ACTIVITY:
Only the lines below starting at the one that contains "logo visible in the provided image." and ending at the one that contains "ladder visible in the provided image." are to be reproduced, exactly and with both ends kept.

EXERCISE MATERIALS START

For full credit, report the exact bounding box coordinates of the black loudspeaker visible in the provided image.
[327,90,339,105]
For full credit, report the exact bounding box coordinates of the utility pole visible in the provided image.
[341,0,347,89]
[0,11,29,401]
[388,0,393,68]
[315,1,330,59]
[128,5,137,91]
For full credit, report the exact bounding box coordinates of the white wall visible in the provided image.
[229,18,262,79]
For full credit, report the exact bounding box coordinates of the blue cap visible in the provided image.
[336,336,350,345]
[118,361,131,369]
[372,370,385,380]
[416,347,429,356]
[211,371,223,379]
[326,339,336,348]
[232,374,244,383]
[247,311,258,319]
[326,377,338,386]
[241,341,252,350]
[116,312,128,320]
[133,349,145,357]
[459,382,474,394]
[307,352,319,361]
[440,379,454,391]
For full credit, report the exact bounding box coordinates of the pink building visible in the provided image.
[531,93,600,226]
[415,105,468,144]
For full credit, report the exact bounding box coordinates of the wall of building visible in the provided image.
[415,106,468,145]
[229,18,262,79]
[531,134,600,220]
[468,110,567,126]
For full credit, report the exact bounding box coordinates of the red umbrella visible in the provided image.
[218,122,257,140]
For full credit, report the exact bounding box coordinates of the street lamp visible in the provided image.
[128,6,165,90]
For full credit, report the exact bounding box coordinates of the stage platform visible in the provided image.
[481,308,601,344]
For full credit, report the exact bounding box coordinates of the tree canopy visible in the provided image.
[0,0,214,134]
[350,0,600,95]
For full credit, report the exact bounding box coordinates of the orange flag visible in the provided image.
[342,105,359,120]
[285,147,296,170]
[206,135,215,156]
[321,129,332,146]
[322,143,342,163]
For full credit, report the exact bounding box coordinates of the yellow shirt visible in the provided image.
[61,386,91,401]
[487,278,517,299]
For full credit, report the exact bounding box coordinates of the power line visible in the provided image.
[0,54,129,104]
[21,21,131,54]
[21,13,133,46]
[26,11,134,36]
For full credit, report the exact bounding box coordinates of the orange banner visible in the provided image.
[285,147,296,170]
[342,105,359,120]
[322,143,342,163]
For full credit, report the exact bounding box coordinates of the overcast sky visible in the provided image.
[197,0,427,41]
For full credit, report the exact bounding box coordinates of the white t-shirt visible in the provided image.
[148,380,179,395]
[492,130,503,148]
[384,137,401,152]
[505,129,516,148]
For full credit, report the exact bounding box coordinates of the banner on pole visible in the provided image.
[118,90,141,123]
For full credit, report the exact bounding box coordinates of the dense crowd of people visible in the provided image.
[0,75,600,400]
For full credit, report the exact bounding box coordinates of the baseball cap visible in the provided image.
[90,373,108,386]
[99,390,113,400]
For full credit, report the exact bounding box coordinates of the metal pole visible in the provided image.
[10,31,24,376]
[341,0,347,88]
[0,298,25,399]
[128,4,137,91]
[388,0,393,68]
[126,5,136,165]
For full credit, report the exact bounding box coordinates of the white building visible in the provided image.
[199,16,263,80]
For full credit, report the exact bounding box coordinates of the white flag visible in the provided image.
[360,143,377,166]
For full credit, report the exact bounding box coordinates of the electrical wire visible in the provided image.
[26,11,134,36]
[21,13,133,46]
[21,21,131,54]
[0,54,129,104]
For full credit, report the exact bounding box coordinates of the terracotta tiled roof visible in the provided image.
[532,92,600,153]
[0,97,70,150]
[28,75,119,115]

EXERCISE MATERIALS END
EXERCISE MATERIALS START

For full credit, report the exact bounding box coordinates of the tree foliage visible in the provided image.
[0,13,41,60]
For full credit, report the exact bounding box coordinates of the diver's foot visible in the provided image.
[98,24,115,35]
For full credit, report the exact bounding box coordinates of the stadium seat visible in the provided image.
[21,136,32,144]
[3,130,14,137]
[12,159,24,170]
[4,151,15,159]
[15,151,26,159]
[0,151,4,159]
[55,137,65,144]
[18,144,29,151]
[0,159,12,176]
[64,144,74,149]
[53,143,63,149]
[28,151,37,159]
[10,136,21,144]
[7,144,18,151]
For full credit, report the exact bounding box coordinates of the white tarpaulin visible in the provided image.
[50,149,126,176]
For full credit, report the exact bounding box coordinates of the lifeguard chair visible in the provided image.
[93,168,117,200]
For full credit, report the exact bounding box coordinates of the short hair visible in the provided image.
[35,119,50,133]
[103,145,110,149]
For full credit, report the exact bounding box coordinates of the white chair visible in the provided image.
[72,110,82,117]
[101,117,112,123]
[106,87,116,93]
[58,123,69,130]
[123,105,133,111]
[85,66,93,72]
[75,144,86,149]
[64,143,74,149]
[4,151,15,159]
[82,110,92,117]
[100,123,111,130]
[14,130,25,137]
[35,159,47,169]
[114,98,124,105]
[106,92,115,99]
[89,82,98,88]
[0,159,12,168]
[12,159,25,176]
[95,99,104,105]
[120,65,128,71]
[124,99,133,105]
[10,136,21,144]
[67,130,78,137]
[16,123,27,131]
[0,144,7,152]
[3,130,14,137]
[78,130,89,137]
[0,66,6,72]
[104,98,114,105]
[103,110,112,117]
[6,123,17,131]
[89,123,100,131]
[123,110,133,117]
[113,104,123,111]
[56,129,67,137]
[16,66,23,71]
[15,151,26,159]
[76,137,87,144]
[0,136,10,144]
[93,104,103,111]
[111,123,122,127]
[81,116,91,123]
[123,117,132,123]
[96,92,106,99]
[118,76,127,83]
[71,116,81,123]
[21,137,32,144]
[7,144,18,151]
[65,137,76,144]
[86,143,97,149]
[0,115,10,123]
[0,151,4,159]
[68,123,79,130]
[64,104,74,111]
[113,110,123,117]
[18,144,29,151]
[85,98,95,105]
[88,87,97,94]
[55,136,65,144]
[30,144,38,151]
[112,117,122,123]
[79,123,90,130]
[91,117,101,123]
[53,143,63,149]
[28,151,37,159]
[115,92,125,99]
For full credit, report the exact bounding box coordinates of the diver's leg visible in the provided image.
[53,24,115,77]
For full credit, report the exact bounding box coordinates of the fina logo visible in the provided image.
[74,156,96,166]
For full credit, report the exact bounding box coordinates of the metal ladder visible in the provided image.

EXERCISE MATERIALS END

TASK RESPONSE:
For full credit, report the exact bounding box coordinates of the fina logo visible in the provided image.
[74,156,96,166]
For full credit, report the exact bounding box coordinates of the metal ladder visible in the provided image.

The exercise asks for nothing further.